WORK TO BE COMPLETED: Locate each line in the records that contains the string "beam", and copy those lines out in full.

EXTRACTED INFORMATION:
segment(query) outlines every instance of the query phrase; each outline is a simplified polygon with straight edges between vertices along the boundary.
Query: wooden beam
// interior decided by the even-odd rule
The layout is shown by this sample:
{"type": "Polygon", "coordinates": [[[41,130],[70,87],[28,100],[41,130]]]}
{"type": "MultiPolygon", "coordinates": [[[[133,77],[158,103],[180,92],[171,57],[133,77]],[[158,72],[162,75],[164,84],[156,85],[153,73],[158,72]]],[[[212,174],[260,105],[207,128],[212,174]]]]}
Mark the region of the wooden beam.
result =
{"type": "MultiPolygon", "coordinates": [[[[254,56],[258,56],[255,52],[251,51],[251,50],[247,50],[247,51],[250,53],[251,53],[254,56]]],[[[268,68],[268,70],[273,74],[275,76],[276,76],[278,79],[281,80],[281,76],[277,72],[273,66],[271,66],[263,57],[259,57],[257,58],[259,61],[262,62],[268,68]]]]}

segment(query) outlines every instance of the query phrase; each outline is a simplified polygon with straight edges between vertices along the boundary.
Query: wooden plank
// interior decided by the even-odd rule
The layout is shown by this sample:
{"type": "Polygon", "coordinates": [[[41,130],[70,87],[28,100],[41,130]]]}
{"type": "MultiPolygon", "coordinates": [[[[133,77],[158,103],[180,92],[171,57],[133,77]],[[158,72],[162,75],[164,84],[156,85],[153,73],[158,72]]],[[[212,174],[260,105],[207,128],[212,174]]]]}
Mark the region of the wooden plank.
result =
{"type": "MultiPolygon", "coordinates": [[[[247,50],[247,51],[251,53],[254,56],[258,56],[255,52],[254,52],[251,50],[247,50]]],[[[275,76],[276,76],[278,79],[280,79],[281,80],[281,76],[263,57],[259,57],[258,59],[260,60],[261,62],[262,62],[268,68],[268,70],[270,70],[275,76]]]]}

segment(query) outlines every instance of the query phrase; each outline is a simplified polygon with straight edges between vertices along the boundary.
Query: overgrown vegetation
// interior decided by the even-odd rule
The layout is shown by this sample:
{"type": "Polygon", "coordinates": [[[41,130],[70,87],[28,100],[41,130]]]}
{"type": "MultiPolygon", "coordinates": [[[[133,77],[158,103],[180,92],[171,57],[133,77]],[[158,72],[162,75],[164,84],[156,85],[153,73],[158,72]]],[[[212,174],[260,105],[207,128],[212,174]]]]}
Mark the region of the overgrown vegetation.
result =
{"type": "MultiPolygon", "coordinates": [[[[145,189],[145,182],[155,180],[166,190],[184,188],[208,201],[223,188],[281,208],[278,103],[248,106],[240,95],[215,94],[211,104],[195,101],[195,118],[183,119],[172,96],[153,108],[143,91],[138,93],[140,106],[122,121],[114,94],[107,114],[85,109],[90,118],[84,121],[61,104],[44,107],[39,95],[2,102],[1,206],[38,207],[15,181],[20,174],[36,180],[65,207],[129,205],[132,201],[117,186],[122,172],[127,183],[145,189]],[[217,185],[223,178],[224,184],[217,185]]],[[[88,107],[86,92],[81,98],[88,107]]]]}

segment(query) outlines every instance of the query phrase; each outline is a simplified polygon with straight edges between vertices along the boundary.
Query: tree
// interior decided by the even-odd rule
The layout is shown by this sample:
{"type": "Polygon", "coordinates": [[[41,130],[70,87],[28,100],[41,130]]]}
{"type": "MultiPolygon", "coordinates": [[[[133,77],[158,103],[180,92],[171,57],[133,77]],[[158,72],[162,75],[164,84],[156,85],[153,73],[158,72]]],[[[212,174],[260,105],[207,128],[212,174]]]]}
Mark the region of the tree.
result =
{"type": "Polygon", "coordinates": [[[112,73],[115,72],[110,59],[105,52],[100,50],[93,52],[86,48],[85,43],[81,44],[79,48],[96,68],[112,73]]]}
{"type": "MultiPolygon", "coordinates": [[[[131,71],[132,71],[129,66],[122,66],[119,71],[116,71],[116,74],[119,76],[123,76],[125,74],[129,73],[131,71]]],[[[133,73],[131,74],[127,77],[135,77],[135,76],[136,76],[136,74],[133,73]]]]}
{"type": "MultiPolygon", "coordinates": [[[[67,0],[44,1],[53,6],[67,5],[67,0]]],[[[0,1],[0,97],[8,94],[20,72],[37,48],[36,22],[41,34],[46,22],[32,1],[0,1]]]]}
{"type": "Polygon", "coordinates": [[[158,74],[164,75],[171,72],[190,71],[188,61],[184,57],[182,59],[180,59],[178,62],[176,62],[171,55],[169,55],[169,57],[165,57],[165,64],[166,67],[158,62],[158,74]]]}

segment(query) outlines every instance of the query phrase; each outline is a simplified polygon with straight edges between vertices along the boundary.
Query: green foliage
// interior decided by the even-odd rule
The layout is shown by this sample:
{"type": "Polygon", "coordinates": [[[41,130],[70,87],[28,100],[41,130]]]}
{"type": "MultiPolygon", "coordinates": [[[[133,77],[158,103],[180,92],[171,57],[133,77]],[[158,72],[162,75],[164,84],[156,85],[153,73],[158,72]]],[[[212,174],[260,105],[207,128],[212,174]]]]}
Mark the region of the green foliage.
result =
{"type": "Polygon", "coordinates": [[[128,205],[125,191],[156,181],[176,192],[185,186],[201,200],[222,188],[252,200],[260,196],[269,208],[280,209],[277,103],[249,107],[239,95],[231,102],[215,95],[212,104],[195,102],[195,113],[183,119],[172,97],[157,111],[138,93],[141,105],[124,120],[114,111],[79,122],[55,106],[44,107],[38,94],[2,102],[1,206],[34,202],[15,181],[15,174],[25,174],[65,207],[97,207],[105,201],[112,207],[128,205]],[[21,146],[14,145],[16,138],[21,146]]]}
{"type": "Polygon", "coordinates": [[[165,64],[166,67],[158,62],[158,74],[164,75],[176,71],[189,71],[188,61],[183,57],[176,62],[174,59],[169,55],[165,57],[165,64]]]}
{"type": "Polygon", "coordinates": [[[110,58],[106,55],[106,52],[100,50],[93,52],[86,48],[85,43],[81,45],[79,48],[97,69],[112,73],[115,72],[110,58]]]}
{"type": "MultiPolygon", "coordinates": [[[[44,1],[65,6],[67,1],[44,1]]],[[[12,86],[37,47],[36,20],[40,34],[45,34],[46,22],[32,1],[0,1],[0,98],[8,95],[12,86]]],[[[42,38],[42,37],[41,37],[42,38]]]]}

THE ANSWER:
Query: wooden beam
Mark the region of the wooden beam.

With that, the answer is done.